=== Source text ===
☆ ☆ ☆ ☆ ☆
Here's an explanation of making a black & white animated GIF
movie. I recommend you don't put the animated GIFs directly
on a web page; rather, have a non-animated image that someone
can click on to load in the animated GIF. There are two good
reasons for this: (1) The animated GIF files can be very big
(1 MB or more sometimes) and thus would make your page load
extremely slowly, and (2) some people don't like animated GIFs
and you don't want someone looking at your research page to
get annoyed at you and stop reading.
Note that all of this was developed for Linux; the key routine is the public domain utility gifsicle. Apparently there is a Windows version of this, from the same location, but I have not tested the IDL routines below in Windows. Also, the IDL routine I wrote calls some built-in Linux functions to handle GIF files as the latest versions of IDL don't support GIF. |
IDL> help,a A BYTE = Array[320, 240, 100]So, "a" is a 100 image stack of 320 x 240 pixel images.
☆ ☆ ☆ ☆ ☆
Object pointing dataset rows
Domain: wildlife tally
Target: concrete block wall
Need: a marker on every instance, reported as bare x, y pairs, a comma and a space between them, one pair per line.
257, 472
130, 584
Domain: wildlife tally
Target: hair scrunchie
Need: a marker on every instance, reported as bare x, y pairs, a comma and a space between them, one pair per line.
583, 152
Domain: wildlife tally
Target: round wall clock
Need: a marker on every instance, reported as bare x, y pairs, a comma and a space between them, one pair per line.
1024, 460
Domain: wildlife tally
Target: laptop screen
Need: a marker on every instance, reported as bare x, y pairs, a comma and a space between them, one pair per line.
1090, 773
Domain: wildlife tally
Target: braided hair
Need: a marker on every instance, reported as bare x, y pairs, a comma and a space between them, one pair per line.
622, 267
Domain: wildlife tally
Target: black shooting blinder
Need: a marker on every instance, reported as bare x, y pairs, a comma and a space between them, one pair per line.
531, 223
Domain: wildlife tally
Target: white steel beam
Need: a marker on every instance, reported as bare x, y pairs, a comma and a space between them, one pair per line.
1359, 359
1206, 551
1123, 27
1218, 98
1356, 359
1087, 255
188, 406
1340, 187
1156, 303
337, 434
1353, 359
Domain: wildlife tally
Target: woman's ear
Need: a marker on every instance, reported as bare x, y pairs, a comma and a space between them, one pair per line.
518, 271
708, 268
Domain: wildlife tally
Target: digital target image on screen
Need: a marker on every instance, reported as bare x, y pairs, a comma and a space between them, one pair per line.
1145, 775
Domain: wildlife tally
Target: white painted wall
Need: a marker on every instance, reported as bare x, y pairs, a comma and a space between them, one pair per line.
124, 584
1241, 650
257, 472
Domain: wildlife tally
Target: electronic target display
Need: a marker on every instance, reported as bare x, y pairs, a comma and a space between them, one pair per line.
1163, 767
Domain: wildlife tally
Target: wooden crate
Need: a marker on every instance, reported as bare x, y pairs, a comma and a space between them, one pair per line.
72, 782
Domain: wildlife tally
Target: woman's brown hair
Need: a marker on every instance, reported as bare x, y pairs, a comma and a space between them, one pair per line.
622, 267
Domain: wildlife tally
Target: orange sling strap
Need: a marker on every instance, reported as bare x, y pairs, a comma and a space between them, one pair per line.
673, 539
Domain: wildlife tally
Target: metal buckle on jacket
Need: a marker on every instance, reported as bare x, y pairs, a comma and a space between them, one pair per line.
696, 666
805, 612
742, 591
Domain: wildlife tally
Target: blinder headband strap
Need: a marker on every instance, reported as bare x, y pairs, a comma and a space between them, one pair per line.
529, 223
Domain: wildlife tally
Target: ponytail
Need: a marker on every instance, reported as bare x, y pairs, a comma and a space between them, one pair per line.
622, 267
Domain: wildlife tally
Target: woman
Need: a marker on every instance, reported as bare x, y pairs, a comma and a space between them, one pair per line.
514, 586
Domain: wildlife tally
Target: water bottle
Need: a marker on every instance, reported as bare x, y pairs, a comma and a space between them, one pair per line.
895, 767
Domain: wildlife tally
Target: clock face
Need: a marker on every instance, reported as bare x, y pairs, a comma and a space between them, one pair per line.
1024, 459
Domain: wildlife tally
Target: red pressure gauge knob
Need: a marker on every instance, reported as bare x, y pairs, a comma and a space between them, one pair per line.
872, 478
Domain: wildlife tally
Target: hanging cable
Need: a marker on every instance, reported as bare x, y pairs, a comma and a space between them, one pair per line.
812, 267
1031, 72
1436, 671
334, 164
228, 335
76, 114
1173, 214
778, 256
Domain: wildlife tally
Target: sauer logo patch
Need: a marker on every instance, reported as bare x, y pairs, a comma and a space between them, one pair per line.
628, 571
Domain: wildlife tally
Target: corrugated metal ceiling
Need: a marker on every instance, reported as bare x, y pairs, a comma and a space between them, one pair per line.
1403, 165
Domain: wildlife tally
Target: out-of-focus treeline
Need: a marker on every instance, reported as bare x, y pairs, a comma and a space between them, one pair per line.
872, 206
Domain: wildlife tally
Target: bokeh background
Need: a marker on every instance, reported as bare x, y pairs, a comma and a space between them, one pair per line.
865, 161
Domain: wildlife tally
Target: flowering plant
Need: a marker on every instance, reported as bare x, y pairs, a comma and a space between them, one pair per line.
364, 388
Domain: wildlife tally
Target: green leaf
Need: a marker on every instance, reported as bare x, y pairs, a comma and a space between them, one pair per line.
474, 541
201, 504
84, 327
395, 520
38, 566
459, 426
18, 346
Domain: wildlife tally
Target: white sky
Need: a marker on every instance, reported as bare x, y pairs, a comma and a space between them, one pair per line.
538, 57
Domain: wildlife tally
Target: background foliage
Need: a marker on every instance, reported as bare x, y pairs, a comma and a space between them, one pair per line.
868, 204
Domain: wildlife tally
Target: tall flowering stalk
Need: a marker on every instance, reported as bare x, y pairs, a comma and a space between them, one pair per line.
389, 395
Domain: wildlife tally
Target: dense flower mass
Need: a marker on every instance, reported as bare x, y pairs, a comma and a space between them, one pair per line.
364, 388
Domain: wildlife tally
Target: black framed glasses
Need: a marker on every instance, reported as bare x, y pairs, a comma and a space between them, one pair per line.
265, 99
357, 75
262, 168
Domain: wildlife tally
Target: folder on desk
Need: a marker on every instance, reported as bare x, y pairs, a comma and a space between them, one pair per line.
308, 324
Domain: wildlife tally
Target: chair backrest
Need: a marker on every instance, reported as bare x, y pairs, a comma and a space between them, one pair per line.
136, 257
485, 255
☆ ☆ ☆ ☆ ☆
=== Request ===
Write out the text above on making an animated GIF, word for word and in full.

=== Answer for the task ===
Here's an explanation of making a black & white animated GIF
movie. I recommend you don't put the animated GIFs directly
on a web page; rather, have a non-animated image that someone
can click on to load in the animated GIF. There are two good
reasons for this: (1) The animated GIF files can be very big
(1 MB or more sometimes) and thus would make your page load
extremely slowly, and (2) some people don't like animated GIFs
and you don't want someone looking at your research page to
get annoyed at you and stop reading.
Note that all of this was developed for Linux; the key routine is the public domain utility gifsicle. Apparently there is a Windows version of this, from the same location, but I have not tested the IDL routines below in Windows. Also, the IDL routine I wrote calls some built-in Linux functions to handle GIF files as the latest versions of IDL don't support GIF. |
IDL> help,a A BYTE = Array[320, 240, 100]So, "a" is a 100 image stack of 320 x 240 pixel images.